### WORK REQUIRED:
Restate, word for word, every line of the data.

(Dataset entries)
--*--
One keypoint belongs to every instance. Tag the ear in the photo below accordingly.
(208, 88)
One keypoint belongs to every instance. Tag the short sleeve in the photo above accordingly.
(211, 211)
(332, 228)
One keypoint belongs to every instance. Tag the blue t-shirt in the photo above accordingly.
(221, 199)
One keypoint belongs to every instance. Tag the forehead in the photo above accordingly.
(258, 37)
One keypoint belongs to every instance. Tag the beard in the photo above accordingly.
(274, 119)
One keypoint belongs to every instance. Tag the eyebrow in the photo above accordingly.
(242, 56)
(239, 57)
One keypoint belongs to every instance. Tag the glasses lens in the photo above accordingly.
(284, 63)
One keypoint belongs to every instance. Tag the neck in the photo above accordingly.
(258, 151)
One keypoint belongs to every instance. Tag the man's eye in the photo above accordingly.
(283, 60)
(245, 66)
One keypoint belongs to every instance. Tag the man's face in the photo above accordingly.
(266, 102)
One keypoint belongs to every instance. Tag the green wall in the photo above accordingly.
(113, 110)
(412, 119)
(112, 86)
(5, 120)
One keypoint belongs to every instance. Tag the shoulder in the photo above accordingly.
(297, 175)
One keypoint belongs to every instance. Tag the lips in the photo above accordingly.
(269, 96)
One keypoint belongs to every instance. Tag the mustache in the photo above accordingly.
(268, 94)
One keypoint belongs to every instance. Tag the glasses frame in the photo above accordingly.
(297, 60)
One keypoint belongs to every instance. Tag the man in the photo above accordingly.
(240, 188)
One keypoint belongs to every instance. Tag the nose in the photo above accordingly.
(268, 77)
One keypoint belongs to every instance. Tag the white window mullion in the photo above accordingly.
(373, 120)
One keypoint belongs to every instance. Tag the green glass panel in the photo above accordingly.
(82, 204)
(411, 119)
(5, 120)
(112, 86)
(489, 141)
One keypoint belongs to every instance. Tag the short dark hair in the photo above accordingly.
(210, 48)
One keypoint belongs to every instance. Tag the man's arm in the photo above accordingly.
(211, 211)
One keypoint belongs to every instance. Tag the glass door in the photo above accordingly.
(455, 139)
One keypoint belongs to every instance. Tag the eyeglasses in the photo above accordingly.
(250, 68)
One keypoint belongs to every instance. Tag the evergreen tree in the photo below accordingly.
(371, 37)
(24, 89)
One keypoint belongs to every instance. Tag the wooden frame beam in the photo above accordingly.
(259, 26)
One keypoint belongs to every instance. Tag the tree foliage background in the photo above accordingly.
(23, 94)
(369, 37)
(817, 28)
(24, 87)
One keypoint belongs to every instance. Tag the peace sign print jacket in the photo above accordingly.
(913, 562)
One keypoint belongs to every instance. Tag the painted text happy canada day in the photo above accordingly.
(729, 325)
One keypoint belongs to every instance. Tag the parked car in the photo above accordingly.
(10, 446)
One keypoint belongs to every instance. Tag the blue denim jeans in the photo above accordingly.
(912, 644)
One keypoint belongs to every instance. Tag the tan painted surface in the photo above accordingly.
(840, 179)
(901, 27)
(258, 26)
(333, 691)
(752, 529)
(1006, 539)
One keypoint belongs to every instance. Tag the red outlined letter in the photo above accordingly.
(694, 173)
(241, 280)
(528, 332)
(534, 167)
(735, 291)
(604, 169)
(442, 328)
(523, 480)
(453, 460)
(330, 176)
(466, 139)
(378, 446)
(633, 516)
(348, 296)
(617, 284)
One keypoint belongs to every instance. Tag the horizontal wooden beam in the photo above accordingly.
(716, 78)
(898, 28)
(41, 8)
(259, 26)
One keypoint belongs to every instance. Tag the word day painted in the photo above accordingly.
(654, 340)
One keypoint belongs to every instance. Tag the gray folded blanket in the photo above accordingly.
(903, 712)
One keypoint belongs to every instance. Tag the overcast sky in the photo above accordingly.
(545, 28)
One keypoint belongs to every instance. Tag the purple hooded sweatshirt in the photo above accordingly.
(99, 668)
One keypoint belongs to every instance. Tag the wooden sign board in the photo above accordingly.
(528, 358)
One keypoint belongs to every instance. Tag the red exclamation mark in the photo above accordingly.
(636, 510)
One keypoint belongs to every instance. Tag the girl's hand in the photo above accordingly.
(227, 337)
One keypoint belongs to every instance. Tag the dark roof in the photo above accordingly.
--*--
### FINISHED EXERCISE:
One keypoint belongs to every instance. Tag the ear in the photo below accordingly.
(208, 88)
One keypoint belongs to every instance. Tag the short sleeve in the photo above accordingly.
(211, 211)
(332, 228)
One keypoint belongs to every instance. Tag the blue t-shirt in the photo above accordingly.
(221, 199)
One keypoint belongs to every instance. Tag the forehead in the photo above accordingly.
(258, 37)
One keypoint belongs to every instance. Tag the beard in the photo above accordingly.
(274, 119)
One keypoint belongs to every instance. Tag the eyebrow in the photo above accordingly.
(242, 56)
(239, 57)
One keypoint belongs to every instance. Tag the glasses lens in the photo above accordingly.
(284, 63)
One keypoint belongs to every instance. Tag the neck in the photo above accordingly.
(258, 151)
One keypoint belongs to every instance. Tag the man's eye in the photo above accordingly.
(283, 60)
(245, 66)
One keypoint belongs to every instance. Tag the man's face in the photo above accordingly.
(266, 102)
One keypoint belongs to every instance. Tag the green wall in the photo above accordingly.
(113, 110)
(412, 119)
(112, 86)
(5, 120)
One keypoint belongs to every instance. Tag the shoulder in the photo above accordingly.
(297, 175)
One keypoint belongs to every instance. Tag the lips in the photo above accordingly.
(269, 96)
One keypoint belongs to every instance. Tag the mustache in the photo above accordingly.
(268, 94)
One keypoint belongs to every instance. Tag the glasses frame in the photo above accordingly.
(297, 60)
One keypoint belongs to every instance. Tag the man in the photo above accordingly.
(240, 188)
One keypoint belongs to every instance. Tag the nose in the photo above accordingly.
(268, 77)
One keypoint belongs to every instance. Tag the white window mullion in the photo above accordingly.
(373, 120)
One keypoint belongs to every instance. Tag the green glass panel in the photo above accordingly.
(82, 204)
(411, 119)
(5, 120)
(112, 86)
(489, 141)
One keypoint belongs to every instance. Tag the short dark hair in the photo above accordingly.
(210, 48)
One keypoint belongs to every instance. Tag the man's arm in the photo above accordingly.
(211, 211)
One keypoint belongs to every instance. Tag the glass door in the photo above accordingly.
(455, 139)
One keypoint belongs to every instance. Tag the eyeglasses in the photo above accordingly.
(250, 68)
One keypoint belongs to every instance. Tag the evergreen tree in the photo below accordingly.
(371, 37)
(24, 89)
One keypoint belongs to every instance. Tag the wooden frame beam in the photo above accordingly.
(259, 26)
One keypoint belongs to every instance. Tag the tree foliage background in the photo above accordingly.
(23, 94)
(369, 37)
(817, 28)
(24, 87)
One keypoint belongs to every instance. Tag the peace sign print jacket in the photo above accordingly.
(913, 562)
One keypoint belongs to every instance. Tag the painted text happy canada day in the photo above accordingly.
(729, 325)
One keypoint belongs to every instance. Tag the parked car in the photo above accordingly.
(10, 446)
One keypoint belongs to every instance. Tag the blue denim jeans in the photo above accordingly.
(912, 644)
One keypoint belongs to every instance. Tag the tan painted surface in the photo above accordingly.
(840, 179)
(901, 27)
(258, 26)
(333, 691)
(752, 529)
(1006, 539)
One keypoint belongs to every instance. Tag the red outlined letter in the photo above accordingly.
(694, 173)
(241, 280)
(528, 332)
(534, 167)
(735, 291)
(604, 169)
(442, 328)
(523, 480)
(453, 460)
(330, 176)
(466, 139)
(378, 446)
(633, 516)
(348, 296)
(617, 284)
One keypoint belongs to every instance. Tag the horizontal wooden beam in the photo above accordingly.
(716, 78)
(898, 28)
(41, 8)
(259, 26)
One keypoint belongs to every instance. Tag the word day painted in the photo above accordingly.
(654, 340)
One keypoint belongs to every instance. Tag the gray folded blanket in the photo above accordingly.
(903, 712)
One keypoint belongs to every instance. Tag the overcast sky in the photo above accordingly.
(545, 28)
One keypoint belongs to every instance. Tag the purple hooded sweatshirt in the photo above accordingly.
(99, 668)
One keypoint belongs to every instance. Tag the wooden sign board in the photo above accordingly.
(528, 358)
One keypoint belongs to every instance. Tag the red exclamation mark in the photo above accordingly.
(636, 510)
One keypoint belongs to every instance. Tag the girl's hand in the photo above accordingly.
(227, 337)
One keypoint belongs to every instance. Tag the dark roof in the photo above accordingly.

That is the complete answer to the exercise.